╭─ STORED RECORDS
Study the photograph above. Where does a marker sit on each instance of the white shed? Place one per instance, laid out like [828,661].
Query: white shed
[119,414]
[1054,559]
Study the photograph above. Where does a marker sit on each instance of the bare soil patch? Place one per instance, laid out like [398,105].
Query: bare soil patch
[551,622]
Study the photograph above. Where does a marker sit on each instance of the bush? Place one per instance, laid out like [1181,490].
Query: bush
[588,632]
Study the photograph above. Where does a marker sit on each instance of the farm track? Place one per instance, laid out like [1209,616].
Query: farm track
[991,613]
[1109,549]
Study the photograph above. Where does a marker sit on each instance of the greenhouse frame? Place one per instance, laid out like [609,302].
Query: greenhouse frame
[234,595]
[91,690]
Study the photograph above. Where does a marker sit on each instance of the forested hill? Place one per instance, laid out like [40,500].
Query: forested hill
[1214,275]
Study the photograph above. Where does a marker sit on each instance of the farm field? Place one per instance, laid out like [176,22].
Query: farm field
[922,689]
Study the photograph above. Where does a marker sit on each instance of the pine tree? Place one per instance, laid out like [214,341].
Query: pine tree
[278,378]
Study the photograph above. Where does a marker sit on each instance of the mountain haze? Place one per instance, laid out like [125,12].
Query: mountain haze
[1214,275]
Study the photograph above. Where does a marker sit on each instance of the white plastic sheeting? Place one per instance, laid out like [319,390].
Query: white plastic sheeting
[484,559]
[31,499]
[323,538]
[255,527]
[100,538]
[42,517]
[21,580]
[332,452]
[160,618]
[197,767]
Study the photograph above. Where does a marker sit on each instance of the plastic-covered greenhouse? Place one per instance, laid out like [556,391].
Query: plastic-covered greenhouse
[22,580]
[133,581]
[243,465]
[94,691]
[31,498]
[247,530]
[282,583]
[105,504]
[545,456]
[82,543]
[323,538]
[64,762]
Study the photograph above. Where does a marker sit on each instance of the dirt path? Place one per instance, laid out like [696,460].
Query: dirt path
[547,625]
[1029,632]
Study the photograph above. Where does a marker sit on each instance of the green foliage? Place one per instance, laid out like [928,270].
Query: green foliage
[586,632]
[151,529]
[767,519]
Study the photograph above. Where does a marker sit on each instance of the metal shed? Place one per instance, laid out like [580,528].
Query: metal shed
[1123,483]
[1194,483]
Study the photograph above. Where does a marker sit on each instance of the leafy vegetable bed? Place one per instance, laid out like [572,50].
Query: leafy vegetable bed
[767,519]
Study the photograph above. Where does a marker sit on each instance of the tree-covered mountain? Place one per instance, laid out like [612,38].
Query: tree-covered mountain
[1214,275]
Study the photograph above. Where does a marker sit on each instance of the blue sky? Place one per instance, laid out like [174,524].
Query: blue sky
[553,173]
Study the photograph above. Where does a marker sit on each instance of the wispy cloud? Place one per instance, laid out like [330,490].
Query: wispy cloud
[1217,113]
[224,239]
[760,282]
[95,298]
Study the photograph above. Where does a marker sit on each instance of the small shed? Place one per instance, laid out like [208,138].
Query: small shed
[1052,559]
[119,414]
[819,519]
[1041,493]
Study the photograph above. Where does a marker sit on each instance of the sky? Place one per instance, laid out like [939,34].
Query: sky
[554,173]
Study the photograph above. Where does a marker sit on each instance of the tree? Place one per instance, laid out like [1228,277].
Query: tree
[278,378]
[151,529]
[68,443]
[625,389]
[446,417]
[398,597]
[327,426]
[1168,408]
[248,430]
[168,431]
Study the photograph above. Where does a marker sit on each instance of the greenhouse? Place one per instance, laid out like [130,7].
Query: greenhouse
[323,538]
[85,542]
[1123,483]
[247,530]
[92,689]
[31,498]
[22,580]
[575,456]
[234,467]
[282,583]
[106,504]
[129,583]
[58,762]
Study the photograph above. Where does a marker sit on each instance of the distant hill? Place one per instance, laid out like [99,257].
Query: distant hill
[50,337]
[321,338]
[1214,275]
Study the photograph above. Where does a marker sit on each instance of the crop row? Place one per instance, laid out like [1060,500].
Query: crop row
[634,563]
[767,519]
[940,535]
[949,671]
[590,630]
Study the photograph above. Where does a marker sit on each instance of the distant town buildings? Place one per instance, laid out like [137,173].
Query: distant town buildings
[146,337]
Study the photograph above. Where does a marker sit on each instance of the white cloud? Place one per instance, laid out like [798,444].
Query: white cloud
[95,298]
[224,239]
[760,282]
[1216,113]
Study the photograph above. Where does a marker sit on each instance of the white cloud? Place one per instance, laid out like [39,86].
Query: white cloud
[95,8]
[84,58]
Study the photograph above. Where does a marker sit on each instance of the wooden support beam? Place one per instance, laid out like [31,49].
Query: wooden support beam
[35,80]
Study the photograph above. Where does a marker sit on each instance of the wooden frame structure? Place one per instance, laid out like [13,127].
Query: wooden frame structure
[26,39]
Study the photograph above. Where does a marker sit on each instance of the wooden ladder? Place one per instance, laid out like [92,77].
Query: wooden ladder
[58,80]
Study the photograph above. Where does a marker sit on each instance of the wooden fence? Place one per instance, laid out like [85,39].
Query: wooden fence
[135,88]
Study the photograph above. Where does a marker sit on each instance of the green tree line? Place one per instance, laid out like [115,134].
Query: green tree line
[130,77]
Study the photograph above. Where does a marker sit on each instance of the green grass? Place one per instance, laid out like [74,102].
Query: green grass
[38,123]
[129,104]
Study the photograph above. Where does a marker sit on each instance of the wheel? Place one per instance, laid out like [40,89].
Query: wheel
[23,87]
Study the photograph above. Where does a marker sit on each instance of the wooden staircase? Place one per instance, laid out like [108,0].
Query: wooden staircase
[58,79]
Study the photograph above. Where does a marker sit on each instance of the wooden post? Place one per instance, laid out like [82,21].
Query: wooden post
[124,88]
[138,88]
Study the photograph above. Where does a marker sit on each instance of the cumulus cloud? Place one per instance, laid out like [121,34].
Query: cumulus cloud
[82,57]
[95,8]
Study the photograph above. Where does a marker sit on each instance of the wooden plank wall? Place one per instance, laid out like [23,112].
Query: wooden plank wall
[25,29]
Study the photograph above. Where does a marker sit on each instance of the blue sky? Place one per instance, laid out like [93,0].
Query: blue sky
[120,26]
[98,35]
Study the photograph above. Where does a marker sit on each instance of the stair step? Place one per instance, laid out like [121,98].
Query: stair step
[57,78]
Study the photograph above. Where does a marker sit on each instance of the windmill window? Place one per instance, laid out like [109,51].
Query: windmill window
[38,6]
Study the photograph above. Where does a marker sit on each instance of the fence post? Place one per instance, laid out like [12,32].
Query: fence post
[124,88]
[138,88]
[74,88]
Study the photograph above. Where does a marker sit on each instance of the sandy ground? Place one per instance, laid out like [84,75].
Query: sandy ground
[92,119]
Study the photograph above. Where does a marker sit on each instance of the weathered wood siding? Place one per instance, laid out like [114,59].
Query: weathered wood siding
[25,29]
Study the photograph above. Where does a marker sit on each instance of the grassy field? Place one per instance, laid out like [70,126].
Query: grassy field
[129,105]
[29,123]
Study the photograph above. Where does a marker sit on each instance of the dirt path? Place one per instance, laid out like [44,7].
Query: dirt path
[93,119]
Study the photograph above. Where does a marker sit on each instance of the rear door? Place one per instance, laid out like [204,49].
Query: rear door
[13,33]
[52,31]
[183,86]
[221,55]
╰─
╭─ STORED RECORDS
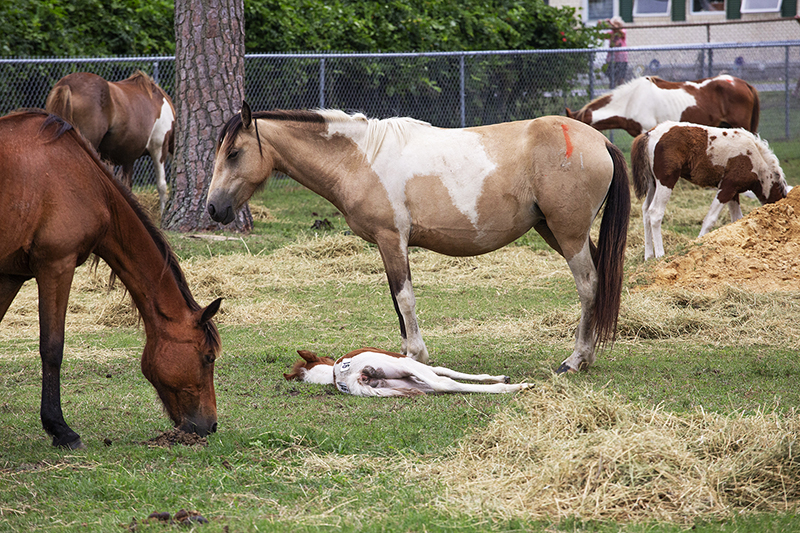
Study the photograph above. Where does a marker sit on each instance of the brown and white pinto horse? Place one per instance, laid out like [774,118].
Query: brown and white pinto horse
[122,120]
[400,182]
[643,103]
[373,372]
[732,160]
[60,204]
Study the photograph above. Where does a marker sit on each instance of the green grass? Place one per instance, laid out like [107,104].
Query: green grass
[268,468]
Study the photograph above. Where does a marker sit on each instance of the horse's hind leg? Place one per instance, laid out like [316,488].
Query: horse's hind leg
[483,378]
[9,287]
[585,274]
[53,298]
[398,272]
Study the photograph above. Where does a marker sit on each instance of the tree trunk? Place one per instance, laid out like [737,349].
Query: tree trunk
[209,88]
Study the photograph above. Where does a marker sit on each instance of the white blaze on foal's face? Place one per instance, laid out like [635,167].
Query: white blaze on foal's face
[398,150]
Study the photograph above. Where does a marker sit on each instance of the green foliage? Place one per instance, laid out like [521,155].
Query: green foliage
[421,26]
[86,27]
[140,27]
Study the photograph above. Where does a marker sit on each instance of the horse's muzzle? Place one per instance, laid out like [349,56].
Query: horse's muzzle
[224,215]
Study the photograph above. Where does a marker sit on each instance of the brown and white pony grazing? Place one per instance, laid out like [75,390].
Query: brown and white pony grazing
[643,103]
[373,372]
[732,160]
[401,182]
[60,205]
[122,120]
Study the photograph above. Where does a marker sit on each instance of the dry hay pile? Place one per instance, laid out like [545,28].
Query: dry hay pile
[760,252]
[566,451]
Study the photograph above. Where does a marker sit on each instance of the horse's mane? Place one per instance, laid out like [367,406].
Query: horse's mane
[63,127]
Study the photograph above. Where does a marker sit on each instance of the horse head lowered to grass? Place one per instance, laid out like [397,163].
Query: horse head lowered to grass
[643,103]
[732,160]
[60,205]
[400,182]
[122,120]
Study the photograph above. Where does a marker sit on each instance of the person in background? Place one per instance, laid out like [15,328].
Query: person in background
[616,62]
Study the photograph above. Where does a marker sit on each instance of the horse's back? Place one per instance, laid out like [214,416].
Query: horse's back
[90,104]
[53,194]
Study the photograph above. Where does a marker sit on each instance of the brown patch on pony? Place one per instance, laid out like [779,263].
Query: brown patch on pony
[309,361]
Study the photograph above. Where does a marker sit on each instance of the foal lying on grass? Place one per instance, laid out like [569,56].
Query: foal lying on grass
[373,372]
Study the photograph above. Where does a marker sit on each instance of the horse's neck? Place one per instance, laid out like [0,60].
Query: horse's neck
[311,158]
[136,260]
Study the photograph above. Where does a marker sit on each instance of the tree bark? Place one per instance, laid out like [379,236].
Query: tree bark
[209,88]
╰─
╭─ STORED RECORDS
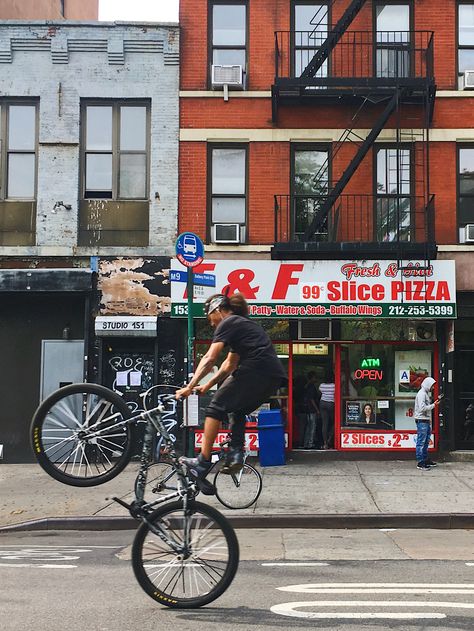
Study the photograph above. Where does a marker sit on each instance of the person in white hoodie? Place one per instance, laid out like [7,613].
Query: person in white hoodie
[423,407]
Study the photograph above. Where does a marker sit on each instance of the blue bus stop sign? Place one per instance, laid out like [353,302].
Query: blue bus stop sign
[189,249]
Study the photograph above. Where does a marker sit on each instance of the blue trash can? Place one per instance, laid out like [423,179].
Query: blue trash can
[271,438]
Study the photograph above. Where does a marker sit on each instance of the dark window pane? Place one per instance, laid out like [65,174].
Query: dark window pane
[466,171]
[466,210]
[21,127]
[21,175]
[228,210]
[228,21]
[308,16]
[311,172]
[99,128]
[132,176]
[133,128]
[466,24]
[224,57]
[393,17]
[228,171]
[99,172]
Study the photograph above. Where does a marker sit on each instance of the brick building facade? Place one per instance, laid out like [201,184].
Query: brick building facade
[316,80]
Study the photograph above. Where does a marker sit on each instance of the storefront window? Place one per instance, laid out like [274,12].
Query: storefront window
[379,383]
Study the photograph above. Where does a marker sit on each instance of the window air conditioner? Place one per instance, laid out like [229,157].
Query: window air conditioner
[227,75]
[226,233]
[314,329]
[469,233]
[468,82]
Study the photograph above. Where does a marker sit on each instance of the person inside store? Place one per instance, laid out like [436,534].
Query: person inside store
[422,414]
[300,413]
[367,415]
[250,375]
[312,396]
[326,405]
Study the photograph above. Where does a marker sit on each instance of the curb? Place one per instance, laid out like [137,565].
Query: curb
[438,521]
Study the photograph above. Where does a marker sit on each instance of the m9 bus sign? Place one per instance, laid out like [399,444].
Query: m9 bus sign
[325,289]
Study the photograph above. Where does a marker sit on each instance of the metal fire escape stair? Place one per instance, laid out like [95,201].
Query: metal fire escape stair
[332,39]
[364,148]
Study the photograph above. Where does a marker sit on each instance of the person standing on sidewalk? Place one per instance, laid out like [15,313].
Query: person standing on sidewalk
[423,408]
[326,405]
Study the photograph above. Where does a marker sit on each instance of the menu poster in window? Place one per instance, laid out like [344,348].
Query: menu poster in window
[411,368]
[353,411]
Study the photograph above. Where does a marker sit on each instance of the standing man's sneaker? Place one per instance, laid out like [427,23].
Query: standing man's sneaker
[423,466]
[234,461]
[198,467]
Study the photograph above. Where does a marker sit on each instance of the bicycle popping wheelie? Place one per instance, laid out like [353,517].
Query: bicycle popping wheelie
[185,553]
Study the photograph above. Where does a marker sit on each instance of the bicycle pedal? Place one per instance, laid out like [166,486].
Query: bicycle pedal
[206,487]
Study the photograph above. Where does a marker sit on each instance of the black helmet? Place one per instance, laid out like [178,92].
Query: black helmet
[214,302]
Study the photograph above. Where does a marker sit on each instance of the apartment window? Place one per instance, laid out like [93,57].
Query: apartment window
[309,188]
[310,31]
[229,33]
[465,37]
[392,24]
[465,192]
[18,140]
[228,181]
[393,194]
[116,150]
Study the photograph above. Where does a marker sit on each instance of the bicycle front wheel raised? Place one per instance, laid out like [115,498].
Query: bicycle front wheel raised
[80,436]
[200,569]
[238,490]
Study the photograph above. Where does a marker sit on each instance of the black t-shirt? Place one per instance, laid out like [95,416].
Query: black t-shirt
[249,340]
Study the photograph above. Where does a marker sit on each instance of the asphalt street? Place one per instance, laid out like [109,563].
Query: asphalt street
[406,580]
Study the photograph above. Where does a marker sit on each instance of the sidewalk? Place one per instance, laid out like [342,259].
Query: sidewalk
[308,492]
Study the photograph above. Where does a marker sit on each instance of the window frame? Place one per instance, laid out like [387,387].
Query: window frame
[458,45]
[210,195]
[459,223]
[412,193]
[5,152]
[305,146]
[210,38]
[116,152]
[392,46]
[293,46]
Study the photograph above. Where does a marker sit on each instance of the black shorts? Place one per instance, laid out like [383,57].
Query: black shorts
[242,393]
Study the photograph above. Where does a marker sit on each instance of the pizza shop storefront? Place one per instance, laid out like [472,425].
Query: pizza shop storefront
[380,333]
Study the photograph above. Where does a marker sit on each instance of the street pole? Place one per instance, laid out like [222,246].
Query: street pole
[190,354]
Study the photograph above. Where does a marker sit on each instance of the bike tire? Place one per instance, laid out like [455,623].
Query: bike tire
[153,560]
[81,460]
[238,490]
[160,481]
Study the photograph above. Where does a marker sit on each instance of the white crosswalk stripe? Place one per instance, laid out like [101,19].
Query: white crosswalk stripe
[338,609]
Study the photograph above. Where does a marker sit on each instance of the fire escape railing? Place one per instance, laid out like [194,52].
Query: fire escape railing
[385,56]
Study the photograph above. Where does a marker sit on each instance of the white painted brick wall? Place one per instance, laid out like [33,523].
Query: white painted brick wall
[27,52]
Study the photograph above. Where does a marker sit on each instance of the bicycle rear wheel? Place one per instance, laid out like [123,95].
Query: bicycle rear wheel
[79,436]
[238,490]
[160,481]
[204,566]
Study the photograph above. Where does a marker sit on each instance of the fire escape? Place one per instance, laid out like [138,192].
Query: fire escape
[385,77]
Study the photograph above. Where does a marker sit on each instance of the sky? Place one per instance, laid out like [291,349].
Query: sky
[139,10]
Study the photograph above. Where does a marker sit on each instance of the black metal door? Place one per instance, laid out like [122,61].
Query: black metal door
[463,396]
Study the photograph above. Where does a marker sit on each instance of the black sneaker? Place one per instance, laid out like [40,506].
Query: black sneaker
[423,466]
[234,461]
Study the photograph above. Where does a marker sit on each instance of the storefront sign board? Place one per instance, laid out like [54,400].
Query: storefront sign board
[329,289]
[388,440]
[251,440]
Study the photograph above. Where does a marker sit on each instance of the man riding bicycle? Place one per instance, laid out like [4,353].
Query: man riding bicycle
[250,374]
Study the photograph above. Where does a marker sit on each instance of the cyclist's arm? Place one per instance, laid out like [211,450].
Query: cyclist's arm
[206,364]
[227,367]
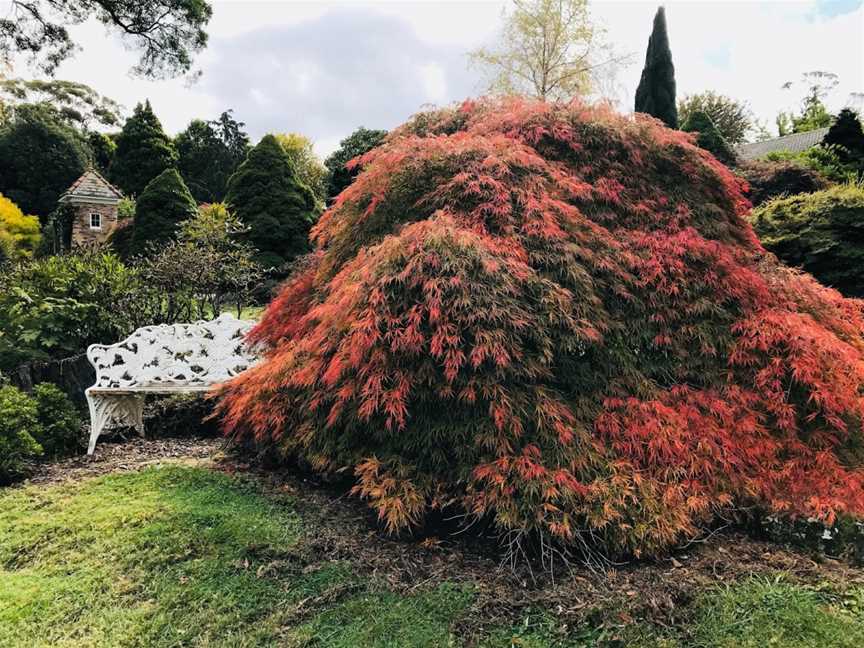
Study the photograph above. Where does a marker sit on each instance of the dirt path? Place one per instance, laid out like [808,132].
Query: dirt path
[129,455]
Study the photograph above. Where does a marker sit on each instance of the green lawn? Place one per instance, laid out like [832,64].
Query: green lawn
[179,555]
╰─
* [TASK DIRECTIONS] Show each line of the entries above that contains the string "pile", copied in full. Matching is case-sensitive.

* [EXERCISE RESULT]
Study the photograph above. Where does a marker sit on each instance of the dry hay pile? Place one per instance, laid out like [545,28].
Query: dry hay pile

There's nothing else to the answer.